>>

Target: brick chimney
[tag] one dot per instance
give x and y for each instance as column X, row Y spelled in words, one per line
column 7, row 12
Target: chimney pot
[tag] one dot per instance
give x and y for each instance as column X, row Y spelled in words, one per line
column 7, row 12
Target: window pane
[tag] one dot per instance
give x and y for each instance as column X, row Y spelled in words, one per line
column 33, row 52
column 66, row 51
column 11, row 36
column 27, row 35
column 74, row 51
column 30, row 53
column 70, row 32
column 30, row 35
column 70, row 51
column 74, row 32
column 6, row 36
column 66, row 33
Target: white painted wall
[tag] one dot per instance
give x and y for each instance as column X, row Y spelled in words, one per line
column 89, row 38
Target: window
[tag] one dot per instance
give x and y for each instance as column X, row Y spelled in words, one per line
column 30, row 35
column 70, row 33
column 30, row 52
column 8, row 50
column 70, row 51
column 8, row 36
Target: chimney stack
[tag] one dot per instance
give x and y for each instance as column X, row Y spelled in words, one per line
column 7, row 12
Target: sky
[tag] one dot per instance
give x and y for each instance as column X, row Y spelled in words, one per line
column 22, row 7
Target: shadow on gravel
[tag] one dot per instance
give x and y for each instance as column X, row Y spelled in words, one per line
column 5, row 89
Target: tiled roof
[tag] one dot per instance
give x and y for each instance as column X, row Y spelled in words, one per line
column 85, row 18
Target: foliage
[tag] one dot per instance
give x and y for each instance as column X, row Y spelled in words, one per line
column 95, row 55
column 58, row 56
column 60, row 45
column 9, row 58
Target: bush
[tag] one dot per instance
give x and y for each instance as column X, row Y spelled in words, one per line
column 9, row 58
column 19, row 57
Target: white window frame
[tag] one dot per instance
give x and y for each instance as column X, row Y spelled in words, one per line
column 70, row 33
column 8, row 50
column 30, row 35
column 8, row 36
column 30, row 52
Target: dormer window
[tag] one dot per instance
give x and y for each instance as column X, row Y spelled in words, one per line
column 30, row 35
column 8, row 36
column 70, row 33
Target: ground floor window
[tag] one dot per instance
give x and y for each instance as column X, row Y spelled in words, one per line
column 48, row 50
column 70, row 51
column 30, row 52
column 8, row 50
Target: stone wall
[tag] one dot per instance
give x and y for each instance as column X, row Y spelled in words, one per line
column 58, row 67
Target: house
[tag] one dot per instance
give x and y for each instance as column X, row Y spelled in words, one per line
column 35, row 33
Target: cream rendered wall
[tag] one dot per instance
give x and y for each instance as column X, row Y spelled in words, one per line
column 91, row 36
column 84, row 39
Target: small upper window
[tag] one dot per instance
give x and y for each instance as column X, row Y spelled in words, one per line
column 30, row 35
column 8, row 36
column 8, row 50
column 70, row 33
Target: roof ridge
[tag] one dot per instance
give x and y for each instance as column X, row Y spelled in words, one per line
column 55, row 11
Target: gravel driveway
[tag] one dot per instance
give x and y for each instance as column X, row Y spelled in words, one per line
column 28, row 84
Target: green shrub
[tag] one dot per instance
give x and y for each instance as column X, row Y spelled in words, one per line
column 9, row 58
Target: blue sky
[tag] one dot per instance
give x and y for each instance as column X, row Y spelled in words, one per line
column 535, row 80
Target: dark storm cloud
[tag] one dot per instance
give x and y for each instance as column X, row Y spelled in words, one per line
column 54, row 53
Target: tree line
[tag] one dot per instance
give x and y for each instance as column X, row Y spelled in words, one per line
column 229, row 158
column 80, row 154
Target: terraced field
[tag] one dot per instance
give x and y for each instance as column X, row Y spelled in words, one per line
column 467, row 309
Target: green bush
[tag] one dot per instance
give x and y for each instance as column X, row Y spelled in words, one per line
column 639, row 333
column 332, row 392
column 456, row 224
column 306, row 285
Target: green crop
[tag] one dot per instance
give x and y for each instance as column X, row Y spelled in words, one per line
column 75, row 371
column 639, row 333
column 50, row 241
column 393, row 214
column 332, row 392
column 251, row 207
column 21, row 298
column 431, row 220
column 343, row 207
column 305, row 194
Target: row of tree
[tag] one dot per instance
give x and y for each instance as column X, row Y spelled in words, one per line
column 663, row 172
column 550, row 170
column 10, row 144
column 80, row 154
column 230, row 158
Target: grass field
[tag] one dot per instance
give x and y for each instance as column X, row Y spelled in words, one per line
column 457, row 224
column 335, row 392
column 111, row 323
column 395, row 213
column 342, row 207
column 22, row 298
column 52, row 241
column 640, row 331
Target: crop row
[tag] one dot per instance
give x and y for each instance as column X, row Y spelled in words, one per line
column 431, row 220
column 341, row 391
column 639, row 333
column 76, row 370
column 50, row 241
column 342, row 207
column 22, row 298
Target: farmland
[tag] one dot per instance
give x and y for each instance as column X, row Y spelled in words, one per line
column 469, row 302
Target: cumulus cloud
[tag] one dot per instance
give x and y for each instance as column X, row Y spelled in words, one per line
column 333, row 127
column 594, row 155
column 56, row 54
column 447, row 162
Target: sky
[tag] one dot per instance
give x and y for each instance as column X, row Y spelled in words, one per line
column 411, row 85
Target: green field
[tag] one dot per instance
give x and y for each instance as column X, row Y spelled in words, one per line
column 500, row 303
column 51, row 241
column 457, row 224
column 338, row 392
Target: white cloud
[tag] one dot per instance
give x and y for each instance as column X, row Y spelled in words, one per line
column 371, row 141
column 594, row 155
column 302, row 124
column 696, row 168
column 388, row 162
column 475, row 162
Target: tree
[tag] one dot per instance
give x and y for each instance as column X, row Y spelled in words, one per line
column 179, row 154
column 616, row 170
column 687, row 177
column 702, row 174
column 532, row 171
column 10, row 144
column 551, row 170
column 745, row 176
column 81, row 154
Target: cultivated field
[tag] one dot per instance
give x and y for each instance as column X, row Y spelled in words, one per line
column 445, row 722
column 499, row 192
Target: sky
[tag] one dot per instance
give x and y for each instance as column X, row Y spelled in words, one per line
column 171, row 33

<<

● **Task directions**:
Format all of the data above as a JSON list of strings, one string per line, with blank lines left out.

● **Finished exercise**:
[
  "Target: brick chimney",
  "[tag] one dot per instance",
  "give x and y for each instance as column X, row Y spelled in words, one per line",
  "column 7, row 12",
  "Target: chimney pot",
  "[tag] one dot per instance",
  "give x and y for each instance as column X, row Y spelled in words, one per line",
  "column 7, row 12",
  "Target: window pane",
  "[tag] one dot per instance",
  "give x and y for each instance as column X, row Y spelled in words, one per line",
  "column 33, row 52",
  "column 66, row 51",
  "column 11, row 36",
  "column 27, row 35",
  "column 74, row 51",
  "column 30, row 53",
  "column 70, row 32",
  "column 30, row 35",
  "column 70, row 51",
  "column 74, row 32",
  "column 6, row 36",
  "column 66, row 33",
  "Target: white painted wall",
  "[tag] one dot per instance",
  "give x and y for each instance as column X, row Y spelled in words, one per line",
  "column 89, row 38",
  "Target: window",
  "[tag] one dot per instance",
  "give x and y for each instance as column X, row Y spelled in words, one per line",
  "column 30, row 35",
  "column 70, row 33",
  "column 30, row 52",
  "column 8, row 50",
  "column 70, row 51",
  "column 8, row 36",
  "Target: chimney stack",
  "[tag] one dot per instance",
  "give x and y for each instance as column X, row Y spelled in words, one per line",
  "column 7, row 12",
  "Target: sky",
  "[tag] one dot per instance",
  "give x and y for each instance as column X, row Y spelled in words, one per line",
  "column 22, row 7",
  "Target: shadow on gravel",
  "[tag] one dot per instance",
  "give x and y for each instance as column X, row Y spelled in words, one per line",
  "column 5, row 89",
  "Target: tiled roof",
  "[tag] one dot per instance",
  "give x and y for each instance as column X, row Y spelled in words, one per line",
  "column 85, row 18",
  "Target: foliage",
  "[tag] one dot per instance",
  "give x and y for each instance as column X, row Y spelled in words, one per line",
  "column 95, row 55",
  "column 58, row 56",
  "column 60, row 45",
  "column 9, row 58",
  "Target: bush",
  "[tag] one dot per instance",
  "give x and y for each instance as column X, row Y spelled in words, one per line",
  "column 9, row 58",
  "column 19, row 57",
  "Target: white window frame",
  "[tag] one dot per instance",
  "give x and y for each instance as column X, row Y spelled in words, one per line",
  "column 70, row 33",
  "column 8, row 50",
  "column 30, row 35",
  "column 8, row 36",
  "column 30, row 52",
  "Target: dormer window",
  "[tag] one dot per instance",
  "give x and y for each instance as column X, row Y spelled in words, one per line",
  "column 30, row 35",
  "column 8, row 36",
  "column 70, row 33",
  "Target: ground floor window",
  "[tag] one dot per instance",
  "give x and y for each instance as column X, row Y spelled in words, one per line",
  "column 48, row 50",
  "column 70, row 51",
  "column 30, row 52",
  "column 8, row 50",
  "Target: stone wall",
  "[tag] one dot per instance",
  "give x and y for each instance as column X, row Y spelled in words, one per line",
  "column 58, row 67",
  "Target: house",
  "[tag] one dot per instance",
  "give x and y for each instance as column X, row Y spelled in words, one per line",
  "column 35, row 33",
  "Target: cream rendered wall",
  "[tag] one dot per instance",
  "give x and y for each instance as column X, row Y spelled in words, one per line",
  "column 91, row 36",
  "column 84, row 39",
  "Target: small upper window",
  "[tag] one dot per instance",
  "give x and y for each instance as column X, row Y spelled in words, one per line",
  "column 30, row 35",
  "column 8, row 36",
  "column 8, row 50",
  "column 70, row 33",
  "Target: roof ridge",
  "[tag] one dot per instance",
  "give x and y for each instance as column X, row Y spelled in words, one per line",
  "column 55, row 11",
  "Target: gravel driveway",
  "[tag] one dot per instance",
  "give x and y for each instance as column X, row Y spelled in words, one per line",
  "column 28, row 84",
  "Target: green shrub",
  "[tag] one dot per instance",
  "give x and y for each instance as column X, row Y spelled in words, one per line",
  "column 9, row 58",
  "Target: blue sky",
  "[tag] one dot per instance",
  "give x and y for each instance as column X, row Y spelled in words, one per line",
  "column 535, row 80",
  "Target: dark storm cloud",
  "[tag] one dot per instance",
  "give x and y for each instance as column X, row Y spelled in words, one per line",
  "column 54, row 53",
  "Target: tree line",
  "[tag] one dot per instance",
  "give x and y for each instance as column X, row Y spelled in words, one per line",
  "column 229, row 158",
  "column 80, row 154",
  "Target: terraced field",
  "[tag] one dot per instance",
  "give x and y for each instance as column X, row Y spelled in words, one per line",
  "column 467, row 309",
  "Target: green bush",
  "[tag] one dot per instance",
  "give x and y for each instance as column X, row Y spelled in words, one per line",
  "column 639, row 333",
  "column 332, row 392",
  "column 456, row 224",
  "column 306, row 285",
  "Target: green crop",
  "[tag] one dot per instance",
  "give x and y for each instance as column X, row Y spelled in words, one per line",
  "column 75, row 371",
  "column 639, row 333",
  "column 50, row 241",
  "column 393, row 214",
  "column 332, row 392",
  "column 251, row 207",
  "column 21, row 298",
  "column 431, row 220",
  "column 343, row 207",
  "column 305, row 194",
  "Target: row of tree",
  "[tag] one dot per instance",
  "give x and y for each instance as column X, row Y spelled in words, one per line",
  "column 663, row 172",
  "column 550, row 170",
  "column 10, row 144",
  "column 80, row 154",
  "column 230, row 158",
  "Target: grass field",
  "[tag] one dot per instance",
  "give x and y for each instance as column X, row Y spelled in words, one per line",
  "column 457, row 224",
  "column 335, row 392",
  "column 111, row 323",
  "column 395, row 213",
  "column 342, row 207",
  "column 22, row 298",
  "column 52, row 241",
  "column 640, row 331",
  "Target: crop row",
  "[tag] one dot per instance",
  "give x and y for each instance as column X, row Y spelled in words, one per line",
  "column 431, row 220",
  "column 341, row 391",
  "column 639, row 333",
  "column 76, row 370",
  "column 50, row 241",
  "column 342, row 207",
  "column 22, row 298",
  "Target: farmland",
  "[tag] one dot per instance",
  "give x and y for each instance as column X, row Y spelled in words, one per line",
  "column 469, row 302",
  "Target: cumulus cloud",
  "[tag] one dot per instance",
  "give x and y for each instance as column X, row Y spelled in words, one per line",
  "column 333, row 127",
  "column 594, row 155",
  "column 56, row 54",
  "column 447, row 162",
  "Target: sky",
  "[tag] one dot per instance",
  "give x and y for each instance as column X, row Y spelled in words, one per line",
  "column 411, row 85",
  "Target: green field",
  "[tag] one dot per instance",
  "give x and y for each instance as column X, row Y spelled in words, one per line",
  "column 500, row 303",
  "column 51, row 241",
  "column 457, row 224",
  "column 338, row 392",
  "Target: white cloud",
  "[tag] one dot per instance",
  "give x and y for each instance as column X, row Y spelled in words, one per line",
  "column 371, row 141",
  "column 594, row 155",
  "column 302, row 124",
  "column 696, row 168",
  "column 388, row 162",
  "column 475, row 162",
  "Target: tree",
  "[tag] one dot per instance",
  "give x and y for each instance as column X, row Y spelled in words, one per line",
  "column 179, row 154",
  "column 616, row 170",
  "column 687, row 177",
  "column 702, row 174",
  "column 532, row 171",
  "column 10, row 144",
  "column 551, row 170",
  "column 745, row 176",
  "column 81, row 154",
  "Target: cultivated field",
  "[tag] one dot per instance",
  "give x and y for each instance as column X, row Y spelled in words, one per line",
  "column 445, row 722",
  "column 499, row 192",
  "Target: sky",
  "[tag] one dot per instance",
  "give x and y for each instance as column X, row Y spelled in words, one per line",
  "column 171, row 33"
]